▶ _Passage provided_
════════════════
The emotions run high, the conversations run deep, and the relationships ebb and flow with grace.

When tragedy strikes, a mother and daughter forge a new life.

Morgan felt obligated to marry her high school sweetheart, Chris, when she got pregnant with their daughter, Clara. But she secretly got along much better with Chris’ thoughtful best friend, Jonah, who was dating her sister, Jenny. Now her life as a stay-at-home parent has left her feeling empty but not ungrateful for what she has. Jonah and Jenny eventually broke up, but years later they had a one-night stand and Jenny got pregnant with their son, Elijah. Now Jonah is back in town, engaged to Jenny, and working at the local high school as Clara’s teacher. Clara dreams of being an actress and has a crush on Miller, who plans to go to film school, but her father doesn't approve. It doesn’t help that Miller already has a jealous girlfriend who stalks him via text from college. But Clara and Morgan’s home life changes radically when Chris and Jenny are killed in an accident, revealing long-buried secrets and forcing Morgan to reevaluate the life she chose when early motherhood forced her hand. Feeling betrayed by the adults in her life, Clara marches forward, acting both responsible and rebellious as she navigates her teenage years without her father and her aunt, while Jonah and Morgan's relationship evolves in the wake of the accident. Front-loaded with drama, the story leaves plenty of room for the mother and daughter to unpack their feelings and decide what’s next.
════════════════
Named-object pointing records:
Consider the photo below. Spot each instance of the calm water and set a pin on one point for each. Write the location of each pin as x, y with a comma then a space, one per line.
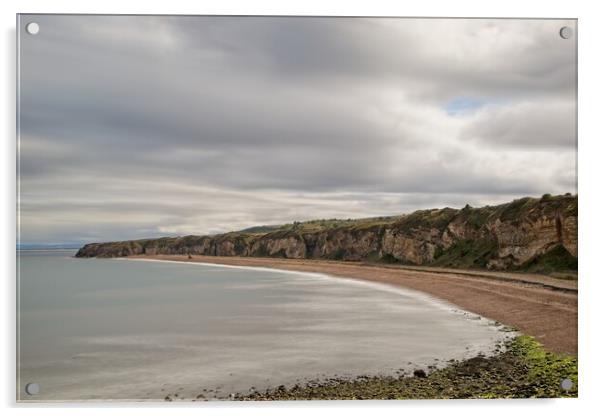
130, 329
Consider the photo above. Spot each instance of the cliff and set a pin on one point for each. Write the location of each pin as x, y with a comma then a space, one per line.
538, 235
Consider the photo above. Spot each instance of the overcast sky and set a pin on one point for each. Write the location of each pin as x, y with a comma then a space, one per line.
145, 126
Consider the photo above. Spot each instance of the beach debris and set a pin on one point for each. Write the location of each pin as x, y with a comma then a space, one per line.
419, 373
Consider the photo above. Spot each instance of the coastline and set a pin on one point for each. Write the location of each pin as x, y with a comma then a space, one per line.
539, 306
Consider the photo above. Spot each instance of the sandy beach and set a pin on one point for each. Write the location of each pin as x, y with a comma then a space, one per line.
540, 306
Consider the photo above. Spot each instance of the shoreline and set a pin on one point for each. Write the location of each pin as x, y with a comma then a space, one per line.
537, 306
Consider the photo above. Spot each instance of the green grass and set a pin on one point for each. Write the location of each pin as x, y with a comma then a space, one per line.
557, 260
523, 370
466, 254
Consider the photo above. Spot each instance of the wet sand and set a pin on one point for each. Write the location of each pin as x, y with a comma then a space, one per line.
540, 306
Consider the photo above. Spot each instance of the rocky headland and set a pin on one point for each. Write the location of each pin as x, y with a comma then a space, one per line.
531, 234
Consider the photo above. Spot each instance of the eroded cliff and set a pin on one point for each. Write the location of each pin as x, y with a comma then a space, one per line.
536, 234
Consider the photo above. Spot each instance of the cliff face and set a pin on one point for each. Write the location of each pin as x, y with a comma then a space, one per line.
529, 234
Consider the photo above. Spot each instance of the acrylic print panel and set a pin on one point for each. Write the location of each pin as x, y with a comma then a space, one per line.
279, 208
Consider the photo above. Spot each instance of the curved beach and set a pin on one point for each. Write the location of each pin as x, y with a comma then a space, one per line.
539, 306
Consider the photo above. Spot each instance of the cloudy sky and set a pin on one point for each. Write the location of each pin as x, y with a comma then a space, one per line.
145, 126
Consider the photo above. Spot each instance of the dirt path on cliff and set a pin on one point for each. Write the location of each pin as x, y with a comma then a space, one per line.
540, 306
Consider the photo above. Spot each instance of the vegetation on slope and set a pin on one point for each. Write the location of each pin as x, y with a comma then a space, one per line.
523, 370
486, 237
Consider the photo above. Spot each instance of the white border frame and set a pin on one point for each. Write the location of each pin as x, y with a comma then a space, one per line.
590, 28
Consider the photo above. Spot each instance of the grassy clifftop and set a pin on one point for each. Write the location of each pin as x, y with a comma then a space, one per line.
533, 234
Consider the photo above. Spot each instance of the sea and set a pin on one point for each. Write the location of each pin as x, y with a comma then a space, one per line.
142, 330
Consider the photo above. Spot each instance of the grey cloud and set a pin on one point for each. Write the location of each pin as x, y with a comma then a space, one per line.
549, 124
207, 124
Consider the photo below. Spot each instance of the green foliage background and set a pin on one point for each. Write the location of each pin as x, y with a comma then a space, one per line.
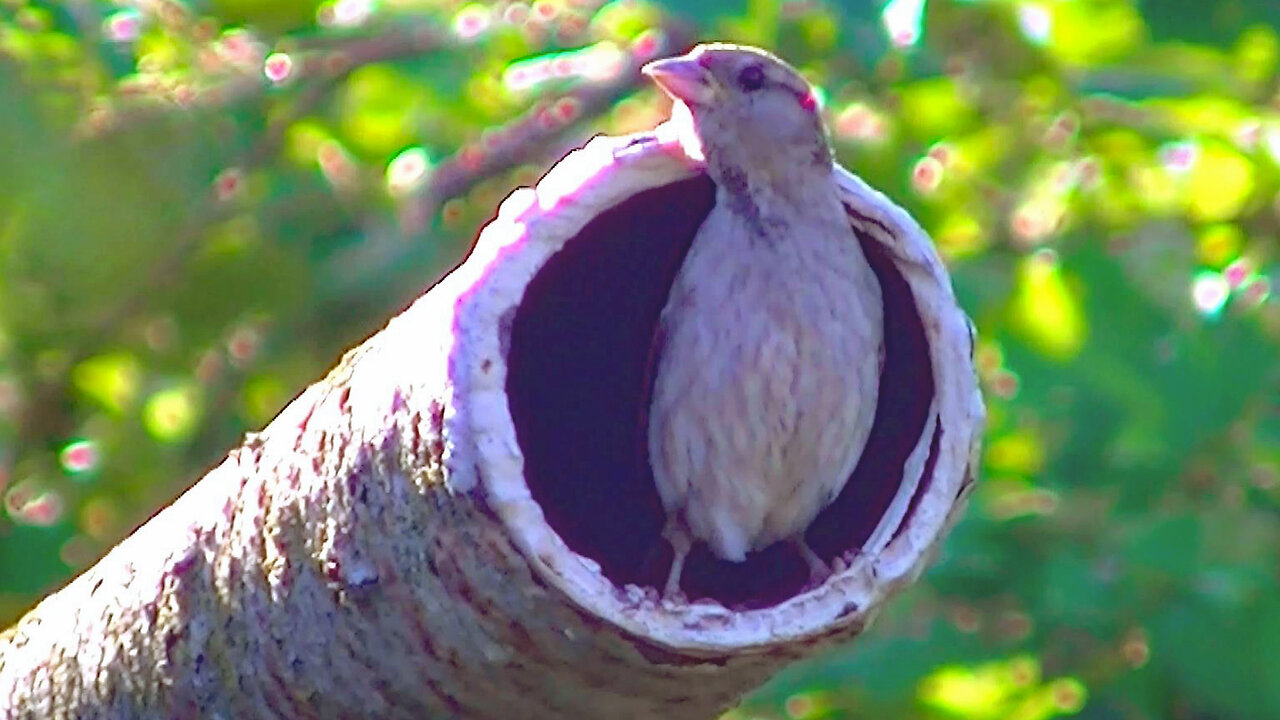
204, 203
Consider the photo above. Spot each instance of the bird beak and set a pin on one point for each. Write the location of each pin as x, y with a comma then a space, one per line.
682, 78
════════════════
▶ _Exercises to complete_
• A. In the story summary, what does Clara dream of becoming?
• B. Summarize the story summary in two sentences.
• C. Edit the story summary from "The emotions run" to "a new life.", putting "misfortune" in place of "tragedy".

▶ _Task answers_
• A. An actress.

• B. Morgan married her high school sweetheart, Chris, after getting pregnant with their daughter, Clara, though she got along better with his best friend, Jonah, who is now back in town, engaged to her sister, Jenny, and teaching Clara. When Chris and Jenny are killed in an accident, long-buried secrets come out, and Morgan and Clara forge a new life and decide what's next.

• C.
The emotions run high, the conversations run deep, and the relationships ebb and flow with grace.

When misfortune strikes, a mother and daughter forge a new life.